++++ RECORDS FOR THIS TASK ++++
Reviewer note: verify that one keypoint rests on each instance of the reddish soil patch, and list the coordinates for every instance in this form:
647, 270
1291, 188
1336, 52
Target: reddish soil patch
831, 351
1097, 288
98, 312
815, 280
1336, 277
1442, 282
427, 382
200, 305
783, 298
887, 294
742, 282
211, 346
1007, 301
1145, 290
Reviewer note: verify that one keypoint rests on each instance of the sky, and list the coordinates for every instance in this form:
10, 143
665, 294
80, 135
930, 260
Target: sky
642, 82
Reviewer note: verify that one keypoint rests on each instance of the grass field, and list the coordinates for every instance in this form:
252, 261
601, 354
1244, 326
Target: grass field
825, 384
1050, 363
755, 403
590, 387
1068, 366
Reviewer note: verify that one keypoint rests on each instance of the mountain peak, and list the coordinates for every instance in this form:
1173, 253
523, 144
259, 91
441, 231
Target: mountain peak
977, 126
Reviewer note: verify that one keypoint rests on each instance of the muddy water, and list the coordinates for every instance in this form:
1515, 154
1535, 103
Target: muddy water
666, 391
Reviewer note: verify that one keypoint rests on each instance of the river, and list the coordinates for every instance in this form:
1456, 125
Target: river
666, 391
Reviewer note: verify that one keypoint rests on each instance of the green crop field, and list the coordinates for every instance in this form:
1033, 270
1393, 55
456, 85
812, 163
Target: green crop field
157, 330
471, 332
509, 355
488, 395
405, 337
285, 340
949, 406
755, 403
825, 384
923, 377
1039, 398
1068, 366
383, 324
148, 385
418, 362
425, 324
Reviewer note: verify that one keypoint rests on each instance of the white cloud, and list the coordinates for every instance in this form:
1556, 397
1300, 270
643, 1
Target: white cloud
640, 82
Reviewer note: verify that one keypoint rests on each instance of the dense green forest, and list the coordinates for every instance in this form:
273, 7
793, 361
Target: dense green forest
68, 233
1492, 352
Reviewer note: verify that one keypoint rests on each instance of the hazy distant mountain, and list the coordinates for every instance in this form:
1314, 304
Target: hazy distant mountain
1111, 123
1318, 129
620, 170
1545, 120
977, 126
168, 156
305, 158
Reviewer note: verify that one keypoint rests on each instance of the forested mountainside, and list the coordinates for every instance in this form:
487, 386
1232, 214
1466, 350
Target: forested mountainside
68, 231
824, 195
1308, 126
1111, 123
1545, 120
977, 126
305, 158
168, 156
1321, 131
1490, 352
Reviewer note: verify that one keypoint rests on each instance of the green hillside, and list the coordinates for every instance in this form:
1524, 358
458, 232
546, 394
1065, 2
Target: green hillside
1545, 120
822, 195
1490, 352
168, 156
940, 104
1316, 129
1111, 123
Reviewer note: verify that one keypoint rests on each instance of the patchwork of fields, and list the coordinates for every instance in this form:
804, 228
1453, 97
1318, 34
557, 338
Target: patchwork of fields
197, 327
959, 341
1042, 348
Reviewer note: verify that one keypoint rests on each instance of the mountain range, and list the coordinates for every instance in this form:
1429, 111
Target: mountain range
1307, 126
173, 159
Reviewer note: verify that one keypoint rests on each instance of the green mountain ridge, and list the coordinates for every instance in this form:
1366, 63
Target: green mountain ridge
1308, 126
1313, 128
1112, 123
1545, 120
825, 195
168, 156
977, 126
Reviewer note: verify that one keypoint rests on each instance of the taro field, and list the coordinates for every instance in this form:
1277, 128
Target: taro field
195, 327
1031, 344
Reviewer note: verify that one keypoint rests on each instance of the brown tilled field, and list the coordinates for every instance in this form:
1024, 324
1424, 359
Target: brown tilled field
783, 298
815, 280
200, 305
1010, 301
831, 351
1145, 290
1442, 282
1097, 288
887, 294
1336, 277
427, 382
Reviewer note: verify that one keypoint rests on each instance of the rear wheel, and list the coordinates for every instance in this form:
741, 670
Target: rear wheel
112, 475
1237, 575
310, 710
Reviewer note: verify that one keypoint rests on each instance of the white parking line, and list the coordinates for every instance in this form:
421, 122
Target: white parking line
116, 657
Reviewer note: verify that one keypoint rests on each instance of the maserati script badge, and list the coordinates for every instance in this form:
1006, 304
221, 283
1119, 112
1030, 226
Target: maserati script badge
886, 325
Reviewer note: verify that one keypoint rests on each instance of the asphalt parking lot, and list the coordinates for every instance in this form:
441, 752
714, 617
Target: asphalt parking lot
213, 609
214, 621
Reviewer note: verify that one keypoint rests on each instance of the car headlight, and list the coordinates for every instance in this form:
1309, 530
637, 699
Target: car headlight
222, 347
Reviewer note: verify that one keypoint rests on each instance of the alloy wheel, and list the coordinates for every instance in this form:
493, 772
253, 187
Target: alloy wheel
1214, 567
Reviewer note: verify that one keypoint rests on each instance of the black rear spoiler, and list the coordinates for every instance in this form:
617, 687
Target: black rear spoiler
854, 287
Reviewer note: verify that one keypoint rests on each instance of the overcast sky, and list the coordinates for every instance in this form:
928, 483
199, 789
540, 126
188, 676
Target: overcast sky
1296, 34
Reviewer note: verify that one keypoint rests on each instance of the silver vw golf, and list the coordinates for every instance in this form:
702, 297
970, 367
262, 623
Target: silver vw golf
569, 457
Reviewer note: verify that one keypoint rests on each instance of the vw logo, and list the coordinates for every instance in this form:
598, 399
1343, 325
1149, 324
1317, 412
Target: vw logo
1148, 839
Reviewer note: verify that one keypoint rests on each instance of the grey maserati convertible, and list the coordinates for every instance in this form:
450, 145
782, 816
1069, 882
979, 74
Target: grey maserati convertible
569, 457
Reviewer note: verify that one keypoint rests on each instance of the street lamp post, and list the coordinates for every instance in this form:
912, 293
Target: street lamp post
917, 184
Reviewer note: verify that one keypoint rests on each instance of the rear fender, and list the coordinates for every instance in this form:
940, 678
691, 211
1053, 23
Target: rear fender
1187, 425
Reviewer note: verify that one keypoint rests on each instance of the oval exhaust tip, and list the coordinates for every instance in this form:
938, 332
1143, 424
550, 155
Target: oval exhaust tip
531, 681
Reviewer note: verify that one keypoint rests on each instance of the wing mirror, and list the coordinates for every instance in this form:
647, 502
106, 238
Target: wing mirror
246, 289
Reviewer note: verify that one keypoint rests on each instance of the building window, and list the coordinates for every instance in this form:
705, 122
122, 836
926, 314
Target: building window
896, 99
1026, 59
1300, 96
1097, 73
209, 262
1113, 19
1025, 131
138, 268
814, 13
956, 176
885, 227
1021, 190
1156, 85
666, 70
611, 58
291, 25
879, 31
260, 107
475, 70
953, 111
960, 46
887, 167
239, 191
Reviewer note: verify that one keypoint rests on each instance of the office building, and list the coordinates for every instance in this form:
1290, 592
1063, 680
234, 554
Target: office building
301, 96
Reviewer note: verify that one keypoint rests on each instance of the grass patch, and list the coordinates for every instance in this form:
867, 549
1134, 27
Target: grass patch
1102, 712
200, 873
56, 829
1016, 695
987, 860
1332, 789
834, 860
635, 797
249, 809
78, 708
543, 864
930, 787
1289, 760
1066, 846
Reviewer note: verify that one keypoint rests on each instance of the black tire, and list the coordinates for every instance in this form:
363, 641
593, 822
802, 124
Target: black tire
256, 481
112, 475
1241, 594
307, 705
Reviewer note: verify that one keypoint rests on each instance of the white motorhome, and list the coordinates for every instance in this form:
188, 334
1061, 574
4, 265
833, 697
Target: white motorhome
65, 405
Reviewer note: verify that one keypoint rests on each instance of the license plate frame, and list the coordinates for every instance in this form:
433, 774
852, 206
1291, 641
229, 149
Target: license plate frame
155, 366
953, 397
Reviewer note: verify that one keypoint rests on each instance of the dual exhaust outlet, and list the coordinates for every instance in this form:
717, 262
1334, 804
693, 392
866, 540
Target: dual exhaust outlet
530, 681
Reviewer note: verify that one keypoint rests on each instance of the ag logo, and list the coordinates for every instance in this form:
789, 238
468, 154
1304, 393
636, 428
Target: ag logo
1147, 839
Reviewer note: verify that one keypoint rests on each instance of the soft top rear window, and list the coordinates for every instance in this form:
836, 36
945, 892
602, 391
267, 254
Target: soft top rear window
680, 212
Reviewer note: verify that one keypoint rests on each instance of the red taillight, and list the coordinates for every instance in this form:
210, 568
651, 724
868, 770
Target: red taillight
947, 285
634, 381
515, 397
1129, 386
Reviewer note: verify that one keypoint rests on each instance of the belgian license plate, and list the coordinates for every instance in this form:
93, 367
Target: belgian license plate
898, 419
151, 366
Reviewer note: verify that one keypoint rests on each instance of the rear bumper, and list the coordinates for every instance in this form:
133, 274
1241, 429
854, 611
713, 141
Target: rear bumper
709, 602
++++
■ **TASK DIRECTIONS**:
Return precisely the lines of the records, starting with the line that holds "black tire, and" and ending with the last one.

■ **FINISHED ANSWER**:
Reviewer note: verify that one keypoint rests on each instance of the black tire, and list the coordinates for every instance in this form:
363, 641
593, 822
802, 124
Target: black tire
256, 481
112, 475
1241, 594
307, 705
Reviewer note: verify that one keypoint rests on each instance of the white motorhome, and list the coordinates for every instance in this form:
188, 334
1061, 574
4, 265
833, 697
Target: white motorhome
65, 405
Reviewer note: verify that one keypoint rests on each instance of the license plate frame, and list the coordinates for every instance in this form:
433, 774
852, 206
1291, 641
229, 149
Target: license plate frame
155, 366
953, 397
Reviewer note: verify that one keypoint rests on each instance of the dual exhaust outlet, and list the coordinates for every instance in this form:
717, 262
1334, 804
693, 392
866, 540
Target: dual exhaust outlet
530, 681
Reviewer note: verify that one keypoint rests on each instance of the ag logo, and list the coordinates for every instance in this form:
789, 238
468, 154
1304, 393
636, 428
Target: ag logo
1147, 839
Reviewer note: verify that one keypoint rests on each instance of the soft top rear window, and list the coordinates for every instance in this form:
836, 36
945, 892
602, 391
267, 254
Target: soft top rear window
680, 212
Reviewer note: verify that one keypoint rests on each instance of the red taillight, and list the coordinates for every instance in this form:
210, 568
651, 724
868, 770
Target: red taillight
947, 285
634, 381
515, 397
1129, 386
Reviewer note: verify that one keypoint rests on each instance of the belgian license plate, and list the coordinates for every instance in this form:
93, 367
Target: belgian license plate
898, 419
151, 366
Reviewer note: verify that one keypoint rests on each instance of the rear bumper, and list the coordinates for every instance in this form:
133, 274
1241, 429
854, 611
713, 141
Target: rear bumper
709, 602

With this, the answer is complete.